LISTED ENTRIES

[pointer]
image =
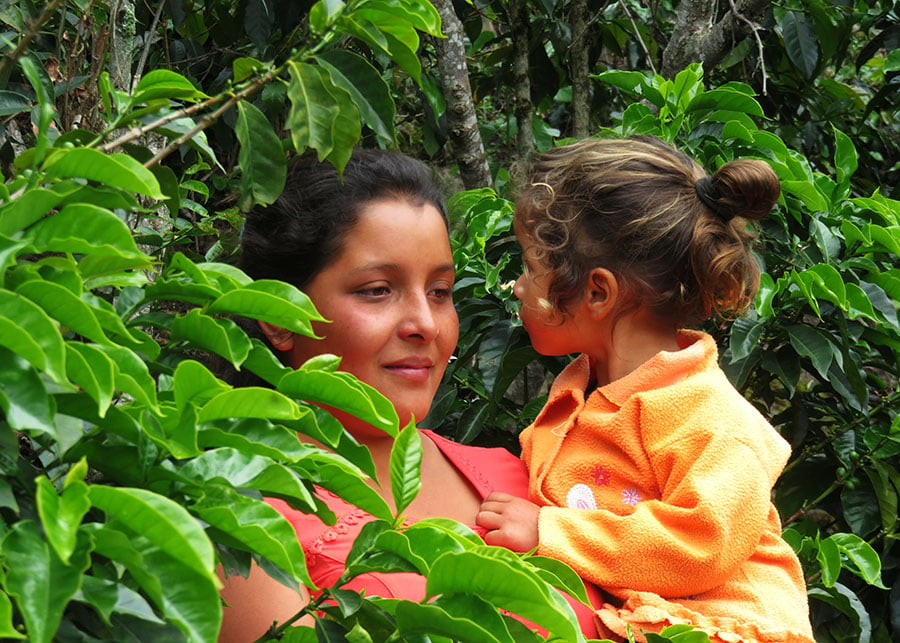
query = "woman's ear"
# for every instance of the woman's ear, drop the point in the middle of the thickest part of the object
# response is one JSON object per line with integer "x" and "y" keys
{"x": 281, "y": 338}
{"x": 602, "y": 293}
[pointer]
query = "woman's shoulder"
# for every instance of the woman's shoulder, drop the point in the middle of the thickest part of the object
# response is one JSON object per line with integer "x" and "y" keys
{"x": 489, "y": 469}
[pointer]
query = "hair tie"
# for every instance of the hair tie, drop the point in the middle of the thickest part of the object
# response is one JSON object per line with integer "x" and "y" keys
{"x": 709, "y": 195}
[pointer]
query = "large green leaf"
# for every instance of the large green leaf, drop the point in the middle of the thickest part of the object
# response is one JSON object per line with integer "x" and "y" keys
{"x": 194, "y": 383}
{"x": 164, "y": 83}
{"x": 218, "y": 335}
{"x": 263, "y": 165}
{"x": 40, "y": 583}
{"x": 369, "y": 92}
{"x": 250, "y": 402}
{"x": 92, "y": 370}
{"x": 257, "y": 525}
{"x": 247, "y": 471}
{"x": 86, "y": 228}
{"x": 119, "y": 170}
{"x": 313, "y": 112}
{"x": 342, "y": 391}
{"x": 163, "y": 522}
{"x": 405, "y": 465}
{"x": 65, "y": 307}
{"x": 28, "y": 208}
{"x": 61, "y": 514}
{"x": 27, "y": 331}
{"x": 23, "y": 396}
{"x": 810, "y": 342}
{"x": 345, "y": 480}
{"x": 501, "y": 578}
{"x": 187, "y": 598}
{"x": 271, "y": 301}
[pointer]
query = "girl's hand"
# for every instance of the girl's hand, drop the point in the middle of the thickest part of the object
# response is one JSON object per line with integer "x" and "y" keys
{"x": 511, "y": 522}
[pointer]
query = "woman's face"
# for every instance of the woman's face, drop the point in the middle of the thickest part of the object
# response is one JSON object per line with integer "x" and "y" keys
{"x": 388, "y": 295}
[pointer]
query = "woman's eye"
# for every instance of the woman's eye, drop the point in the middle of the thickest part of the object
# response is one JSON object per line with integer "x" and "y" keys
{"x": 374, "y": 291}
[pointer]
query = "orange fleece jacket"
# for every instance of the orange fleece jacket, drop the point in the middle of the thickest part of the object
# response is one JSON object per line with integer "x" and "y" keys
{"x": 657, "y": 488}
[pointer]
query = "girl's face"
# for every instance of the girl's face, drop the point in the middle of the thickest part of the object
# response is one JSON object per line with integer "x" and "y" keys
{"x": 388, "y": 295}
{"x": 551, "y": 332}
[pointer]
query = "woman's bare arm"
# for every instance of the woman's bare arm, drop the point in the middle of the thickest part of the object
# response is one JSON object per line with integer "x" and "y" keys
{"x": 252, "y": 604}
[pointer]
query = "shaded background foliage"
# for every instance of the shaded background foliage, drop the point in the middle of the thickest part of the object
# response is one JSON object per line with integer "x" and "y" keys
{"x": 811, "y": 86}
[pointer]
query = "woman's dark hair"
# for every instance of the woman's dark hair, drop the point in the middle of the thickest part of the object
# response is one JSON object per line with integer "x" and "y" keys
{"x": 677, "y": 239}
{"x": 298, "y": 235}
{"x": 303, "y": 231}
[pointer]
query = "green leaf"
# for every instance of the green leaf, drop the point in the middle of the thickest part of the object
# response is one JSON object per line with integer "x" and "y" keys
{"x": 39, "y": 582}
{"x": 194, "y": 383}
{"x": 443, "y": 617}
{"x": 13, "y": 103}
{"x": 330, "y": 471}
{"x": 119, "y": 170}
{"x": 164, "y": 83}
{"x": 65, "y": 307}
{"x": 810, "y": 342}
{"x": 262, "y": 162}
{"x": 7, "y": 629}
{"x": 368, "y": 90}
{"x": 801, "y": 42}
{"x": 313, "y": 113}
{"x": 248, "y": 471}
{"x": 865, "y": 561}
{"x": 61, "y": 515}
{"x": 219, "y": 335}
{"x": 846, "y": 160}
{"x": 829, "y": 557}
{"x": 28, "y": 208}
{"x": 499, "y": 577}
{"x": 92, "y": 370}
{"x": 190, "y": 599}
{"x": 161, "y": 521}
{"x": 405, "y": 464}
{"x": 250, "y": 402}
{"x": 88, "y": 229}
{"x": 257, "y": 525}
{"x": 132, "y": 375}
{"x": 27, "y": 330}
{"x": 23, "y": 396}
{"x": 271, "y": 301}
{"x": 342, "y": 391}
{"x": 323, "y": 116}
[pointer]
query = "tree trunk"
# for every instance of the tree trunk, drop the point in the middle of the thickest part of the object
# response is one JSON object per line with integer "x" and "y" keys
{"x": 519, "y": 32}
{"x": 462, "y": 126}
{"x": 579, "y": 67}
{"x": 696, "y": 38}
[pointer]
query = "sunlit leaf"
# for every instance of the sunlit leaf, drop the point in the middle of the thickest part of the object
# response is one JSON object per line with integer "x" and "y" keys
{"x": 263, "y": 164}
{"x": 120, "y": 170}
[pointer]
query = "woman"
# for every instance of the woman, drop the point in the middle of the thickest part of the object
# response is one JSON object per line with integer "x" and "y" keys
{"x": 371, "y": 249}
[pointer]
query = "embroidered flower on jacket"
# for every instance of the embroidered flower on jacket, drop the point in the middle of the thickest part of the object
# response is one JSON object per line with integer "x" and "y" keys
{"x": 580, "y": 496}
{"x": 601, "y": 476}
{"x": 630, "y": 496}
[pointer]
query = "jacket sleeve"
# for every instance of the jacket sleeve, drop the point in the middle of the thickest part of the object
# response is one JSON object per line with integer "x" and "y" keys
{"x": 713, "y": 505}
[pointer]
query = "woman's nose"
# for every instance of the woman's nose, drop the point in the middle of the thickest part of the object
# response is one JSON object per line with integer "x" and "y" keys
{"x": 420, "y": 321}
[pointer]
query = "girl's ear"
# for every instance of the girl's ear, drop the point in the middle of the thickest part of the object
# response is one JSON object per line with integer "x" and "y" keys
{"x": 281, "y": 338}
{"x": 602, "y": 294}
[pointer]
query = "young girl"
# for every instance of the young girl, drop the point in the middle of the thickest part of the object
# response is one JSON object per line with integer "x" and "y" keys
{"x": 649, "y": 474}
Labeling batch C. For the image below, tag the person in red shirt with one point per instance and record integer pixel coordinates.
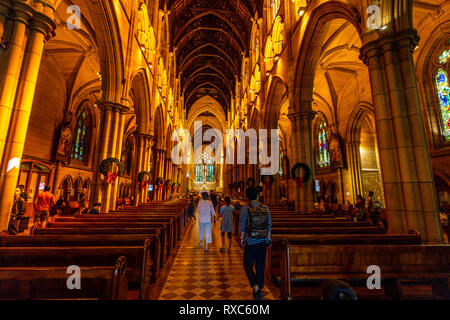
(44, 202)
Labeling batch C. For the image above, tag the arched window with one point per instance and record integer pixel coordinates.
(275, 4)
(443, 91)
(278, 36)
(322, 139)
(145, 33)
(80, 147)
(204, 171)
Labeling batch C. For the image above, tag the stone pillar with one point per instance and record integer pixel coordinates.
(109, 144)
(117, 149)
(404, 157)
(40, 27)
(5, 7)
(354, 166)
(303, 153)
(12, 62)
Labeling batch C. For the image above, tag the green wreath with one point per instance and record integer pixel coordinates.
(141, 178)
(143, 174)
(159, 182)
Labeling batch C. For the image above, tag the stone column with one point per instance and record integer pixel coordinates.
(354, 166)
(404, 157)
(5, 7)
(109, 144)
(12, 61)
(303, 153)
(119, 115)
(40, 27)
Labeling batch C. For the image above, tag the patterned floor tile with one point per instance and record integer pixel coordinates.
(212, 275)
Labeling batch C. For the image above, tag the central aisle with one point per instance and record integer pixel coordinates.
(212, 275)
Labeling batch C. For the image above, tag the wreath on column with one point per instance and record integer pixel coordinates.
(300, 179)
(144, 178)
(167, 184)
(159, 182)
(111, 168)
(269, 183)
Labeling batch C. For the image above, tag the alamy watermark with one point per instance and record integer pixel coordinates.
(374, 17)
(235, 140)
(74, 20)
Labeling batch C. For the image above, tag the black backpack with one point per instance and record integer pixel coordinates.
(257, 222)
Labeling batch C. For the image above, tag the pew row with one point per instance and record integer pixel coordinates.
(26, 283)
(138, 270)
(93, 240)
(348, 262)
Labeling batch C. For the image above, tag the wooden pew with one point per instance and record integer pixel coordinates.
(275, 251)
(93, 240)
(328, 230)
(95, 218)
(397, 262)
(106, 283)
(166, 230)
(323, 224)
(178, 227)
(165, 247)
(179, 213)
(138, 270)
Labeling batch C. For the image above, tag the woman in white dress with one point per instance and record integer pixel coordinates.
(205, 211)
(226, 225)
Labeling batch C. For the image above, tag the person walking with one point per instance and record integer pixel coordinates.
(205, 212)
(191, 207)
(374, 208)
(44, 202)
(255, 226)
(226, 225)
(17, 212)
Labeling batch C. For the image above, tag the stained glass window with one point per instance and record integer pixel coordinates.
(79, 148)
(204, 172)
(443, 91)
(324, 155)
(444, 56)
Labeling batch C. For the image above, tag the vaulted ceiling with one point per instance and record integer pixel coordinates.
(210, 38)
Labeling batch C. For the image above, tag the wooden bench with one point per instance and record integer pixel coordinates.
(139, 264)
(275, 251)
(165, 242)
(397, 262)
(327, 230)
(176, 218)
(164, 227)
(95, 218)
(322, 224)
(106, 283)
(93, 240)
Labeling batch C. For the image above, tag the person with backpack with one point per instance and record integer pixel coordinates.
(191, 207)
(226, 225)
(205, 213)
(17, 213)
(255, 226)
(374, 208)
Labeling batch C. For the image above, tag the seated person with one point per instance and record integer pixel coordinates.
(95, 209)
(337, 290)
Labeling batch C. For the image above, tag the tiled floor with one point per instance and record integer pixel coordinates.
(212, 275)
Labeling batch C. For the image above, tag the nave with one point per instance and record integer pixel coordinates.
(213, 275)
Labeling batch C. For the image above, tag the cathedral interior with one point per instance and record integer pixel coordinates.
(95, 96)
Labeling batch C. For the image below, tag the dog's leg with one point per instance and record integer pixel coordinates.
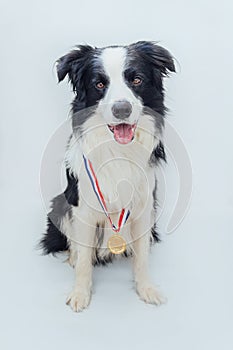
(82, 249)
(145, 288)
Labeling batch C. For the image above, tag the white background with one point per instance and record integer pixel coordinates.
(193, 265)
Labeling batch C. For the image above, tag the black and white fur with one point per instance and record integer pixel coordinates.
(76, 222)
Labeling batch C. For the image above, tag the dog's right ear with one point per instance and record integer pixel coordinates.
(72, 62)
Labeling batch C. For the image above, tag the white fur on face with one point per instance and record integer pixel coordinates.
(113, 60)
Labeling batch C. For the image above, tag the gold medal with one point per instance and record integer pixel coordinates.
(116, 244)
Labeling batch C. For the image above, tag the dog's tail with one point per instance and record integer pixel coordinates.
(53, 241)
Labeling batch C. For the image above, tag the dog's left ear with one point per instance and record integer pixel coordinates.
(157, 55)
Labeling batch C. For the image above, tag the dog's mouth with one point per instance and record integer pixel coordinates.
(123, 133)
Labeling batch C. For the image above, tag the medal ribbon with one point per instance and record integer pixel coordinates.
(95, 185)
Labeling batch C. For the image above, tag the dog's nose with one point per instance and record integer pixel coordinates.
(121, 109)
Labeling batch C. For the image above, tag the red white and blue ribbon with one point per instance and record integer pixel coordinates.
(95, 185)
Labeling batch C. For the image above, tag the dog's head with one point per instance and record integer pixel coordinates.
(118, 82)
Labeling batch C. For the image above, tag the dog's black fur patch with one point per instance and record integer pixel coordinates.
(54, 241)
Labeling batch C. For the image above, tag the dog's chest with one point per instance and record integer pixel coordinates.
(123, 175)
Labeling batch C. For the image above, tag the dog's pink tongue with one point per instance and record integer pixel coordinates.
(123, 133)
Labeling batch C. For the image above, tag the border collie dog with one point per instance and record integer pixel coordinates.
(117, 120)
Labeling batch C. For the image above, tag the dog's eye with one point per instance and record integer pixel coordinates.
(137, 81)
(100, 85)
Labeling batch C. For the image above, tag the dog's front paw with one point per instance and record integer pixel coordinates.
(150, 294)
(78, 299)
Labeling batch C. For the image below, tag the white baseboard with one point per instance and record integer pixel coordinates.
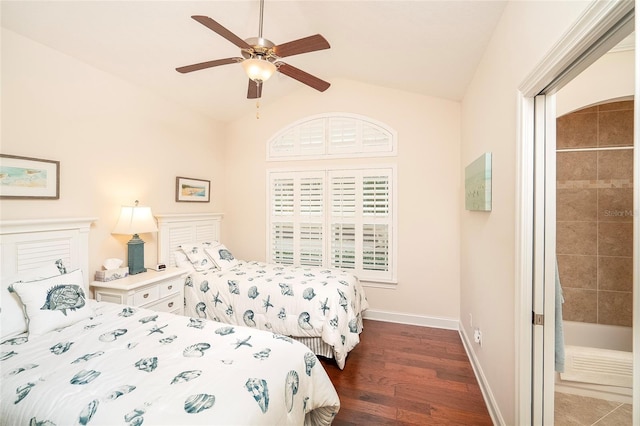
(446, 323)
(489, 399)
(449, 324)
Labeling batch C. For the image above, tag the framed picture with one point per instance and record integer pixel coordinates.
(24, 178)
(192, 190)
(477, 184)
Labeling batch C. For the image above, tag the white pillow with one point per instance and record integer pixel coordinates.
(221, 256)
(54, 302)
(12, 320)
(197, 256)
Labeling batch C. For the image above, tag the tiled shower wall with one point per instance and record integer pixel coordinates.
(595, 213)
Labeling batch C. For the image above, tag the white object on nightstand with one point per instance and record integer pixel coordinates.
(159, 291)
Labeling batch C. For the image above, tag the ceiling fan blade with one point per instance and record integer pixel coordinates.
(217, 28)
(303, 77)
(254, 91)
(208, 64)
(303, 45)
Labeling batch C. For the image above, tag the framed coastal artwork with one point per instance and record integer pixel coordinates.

EXERCISE DIRECTIONS
Which of the lines above include the word "fleece"? Copy each of them.

RESPONSE BOX
query = "orange fleece jacket"
# for every instance of the orange fleece jacket, drop the point in the middle of the thickest part of the object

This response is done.